**What is expected:** Starting with the line containing "In this picture, where can the dining table" and going on through the last of the rows below, write those lines out again with the requests included, shifting every coordinate number in the answers up by 139. Leave the pictures out.
------------------------
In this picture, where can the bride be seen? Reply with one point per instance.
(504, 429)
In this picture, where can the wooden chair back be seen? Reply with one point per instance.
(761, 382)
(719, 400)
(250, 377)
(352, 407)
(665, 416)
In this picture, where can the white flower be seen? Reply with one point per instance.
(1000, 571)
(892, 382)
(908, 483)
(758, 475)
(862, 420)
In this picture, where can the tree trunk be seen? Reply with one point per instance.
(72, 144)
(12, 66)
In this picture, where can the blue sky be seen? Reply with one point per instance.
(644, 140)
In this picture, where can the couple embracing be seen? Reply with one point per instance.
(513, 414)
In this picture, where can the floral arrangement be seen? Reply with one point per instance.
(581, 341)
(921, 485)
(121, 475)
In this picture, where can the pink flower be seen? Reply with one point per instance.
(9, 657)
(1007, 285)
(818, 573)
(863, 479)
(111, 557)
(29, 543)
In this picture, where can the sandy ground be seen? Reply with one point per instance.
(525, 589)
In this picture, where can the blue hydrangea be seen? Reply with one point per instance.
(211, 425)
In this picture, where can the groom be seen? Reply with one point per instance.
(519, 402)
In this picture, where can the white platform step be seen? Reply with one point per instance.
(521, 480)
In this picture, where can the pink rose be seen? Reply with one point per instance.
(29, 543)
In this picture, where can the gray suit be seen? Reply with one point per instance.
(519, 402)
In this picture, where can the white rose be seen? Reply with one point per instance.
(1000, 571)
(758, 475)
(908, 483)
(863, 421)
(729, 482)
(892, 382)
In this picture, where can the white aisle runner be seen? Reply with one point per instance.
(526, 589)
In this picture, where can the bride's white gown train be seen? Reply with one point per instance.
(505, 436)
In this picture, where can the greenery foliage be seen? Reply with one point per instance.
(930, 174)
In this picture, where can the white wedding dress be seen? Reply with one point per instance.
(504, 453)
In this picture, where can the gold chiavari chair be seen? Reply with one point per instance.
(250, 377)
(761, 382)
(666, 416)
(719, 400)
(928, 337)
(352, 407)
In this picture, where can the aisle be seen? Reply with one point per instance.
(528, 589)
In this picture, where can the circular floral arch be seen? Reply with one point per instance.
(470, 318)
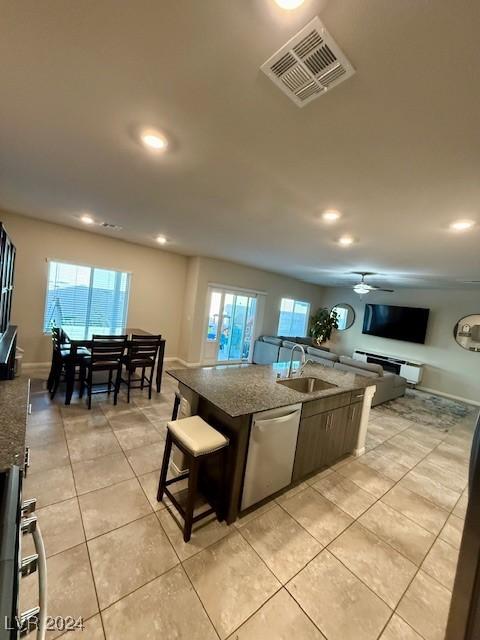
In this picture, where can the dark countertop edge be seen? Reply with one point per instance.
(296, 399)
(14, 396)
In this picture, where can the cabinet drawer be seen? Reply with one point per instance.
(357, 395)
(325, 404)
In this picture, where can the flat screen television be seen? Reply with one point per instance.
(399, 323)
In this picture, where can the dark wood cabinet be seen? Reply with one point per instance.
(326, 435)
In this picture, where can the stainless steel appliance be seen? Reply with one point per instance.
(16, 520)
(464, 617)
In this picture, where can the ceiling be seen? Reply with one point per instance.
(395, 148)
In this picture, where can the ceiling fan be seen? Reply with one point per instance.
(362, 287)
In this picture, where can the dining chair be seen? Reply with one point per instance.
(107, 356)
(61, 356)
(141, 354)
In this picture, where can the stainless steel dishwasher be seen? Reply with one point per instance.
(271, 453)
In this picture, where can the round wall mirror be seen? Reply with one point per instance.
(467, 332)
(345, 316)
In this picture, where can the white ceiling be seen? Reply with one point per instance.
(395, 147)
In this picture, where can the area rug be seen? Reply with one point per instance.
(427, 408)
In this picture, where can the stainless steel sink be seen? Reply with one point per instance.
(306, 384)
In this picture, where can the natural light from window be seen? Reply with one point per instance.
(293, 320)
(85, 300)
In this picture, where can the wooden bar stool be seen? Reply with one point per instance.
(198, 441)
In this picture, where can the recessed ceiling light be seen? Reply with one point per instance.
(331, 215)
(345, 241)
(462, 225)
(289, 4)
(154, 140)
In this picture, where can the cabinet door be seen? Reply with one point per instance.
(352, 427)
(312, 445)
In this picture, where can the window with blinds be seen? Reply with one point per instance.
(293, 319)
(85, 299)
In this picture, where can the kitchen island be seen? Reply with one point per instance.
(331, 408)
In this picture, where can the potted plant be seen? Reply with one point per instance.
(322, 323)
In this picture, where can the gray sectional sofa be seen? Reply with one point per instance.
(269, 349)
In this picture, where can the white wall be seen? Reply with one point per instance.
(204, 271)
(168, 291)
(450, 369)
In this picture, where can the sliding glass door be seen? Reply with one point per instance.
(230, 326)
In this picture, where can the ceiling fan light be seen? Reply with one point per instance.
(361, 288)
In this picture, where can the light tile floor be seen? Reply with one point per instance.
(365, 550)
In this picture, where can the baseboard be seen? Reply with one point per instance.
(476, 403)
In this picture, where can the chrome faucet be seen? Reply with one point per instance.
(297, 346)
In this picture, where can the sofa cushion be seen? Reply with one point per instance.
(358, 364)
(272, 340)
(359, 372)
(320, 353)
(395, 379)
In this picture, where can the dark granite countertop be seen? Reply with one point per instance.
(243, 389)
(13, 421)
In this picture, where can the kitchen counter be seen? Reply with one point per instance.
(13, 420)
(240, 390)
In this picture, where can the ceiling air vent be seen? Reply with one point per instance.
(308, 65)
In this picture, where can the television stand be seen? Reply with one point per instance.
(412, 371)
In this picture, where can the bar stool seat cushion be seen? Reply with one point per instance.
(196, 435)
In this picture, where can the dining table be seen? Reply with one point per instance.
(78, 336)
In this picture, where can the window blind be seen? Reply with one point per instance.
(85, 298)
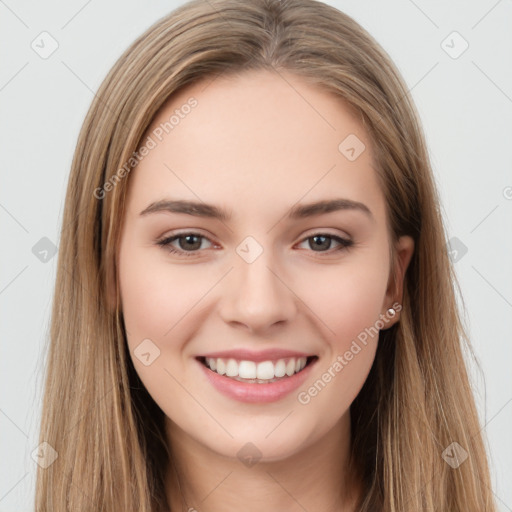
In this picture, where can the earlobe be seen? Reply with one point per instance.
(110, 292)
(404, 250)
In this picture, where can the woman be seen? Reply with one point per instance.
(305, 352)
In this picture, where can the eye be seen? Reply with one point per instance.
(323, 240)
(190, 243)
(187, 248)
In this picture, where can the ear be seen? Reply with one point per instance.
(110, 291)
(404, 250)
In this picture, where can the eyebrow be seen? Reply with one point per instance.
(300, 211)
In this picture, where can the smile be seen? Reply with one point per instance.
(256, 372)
------------------------
**Correct result:**
In this picture, where can the dining table be seen? Reply with one point per instance.
(217, 475)
In this picture, where can the window blind be seen? Reply with one point per instance.
(224, 437)
In this picture, where can the earlobe be seen? Reply with one point per instance.
(249, 431)
(543, 389)
In this picture, where can the woman be seen? Reply with one point per instance.
(444, 491)
In this picture, where can the eye be seen? Reply with one point per instance.
(462, 379)
(329, 382)
(326, 387)
In this picture, where can the ear be seen? Reply with one point per instance.
(249, 430)
(543, 389)
In this picture, where can the eyebrow be seen? Reply with one point per instance.
(439, 350)
In this picture, where can the smile be seen? Reply with one point per instance.
(395, 511)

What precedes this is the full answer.